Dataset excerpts
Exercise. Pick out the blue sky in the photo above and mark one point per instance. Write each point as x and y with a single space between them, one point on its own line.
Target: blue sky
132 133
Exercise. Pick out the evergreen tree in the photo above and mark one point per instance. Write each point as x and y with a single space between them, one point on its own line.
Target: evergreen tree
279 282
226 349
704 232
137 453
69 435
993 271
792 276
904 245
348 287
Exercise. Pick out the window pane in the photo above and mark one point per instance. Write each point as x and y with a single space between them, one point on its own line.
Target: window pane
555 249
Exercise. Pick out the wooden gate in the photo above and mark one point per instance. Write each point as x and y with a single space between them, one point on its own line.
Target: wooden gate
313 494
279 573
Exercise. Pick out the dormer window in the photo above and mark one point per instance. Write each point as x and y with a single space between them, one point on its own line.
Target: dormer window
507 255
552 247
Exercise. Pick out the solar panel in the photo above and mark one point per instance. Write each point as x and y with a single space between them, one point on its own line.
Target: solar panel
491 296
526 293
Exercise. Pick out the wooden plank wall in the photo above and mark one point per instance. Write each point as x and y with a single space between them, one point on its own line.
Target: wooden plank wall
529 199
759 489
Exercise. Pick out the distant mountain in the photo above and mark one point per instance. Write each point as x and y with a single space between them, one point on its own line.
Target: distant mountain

* [TASK BRIEF]
The word is "mountain". Copy every line above where it appears.

* [RESPONSE TO THE TASK]
Exercise. Pick out the distant mountain in the photo above and mark one point per instance. Write each point as x and y with a single space between them, one point on its own line.
Target: distant mountain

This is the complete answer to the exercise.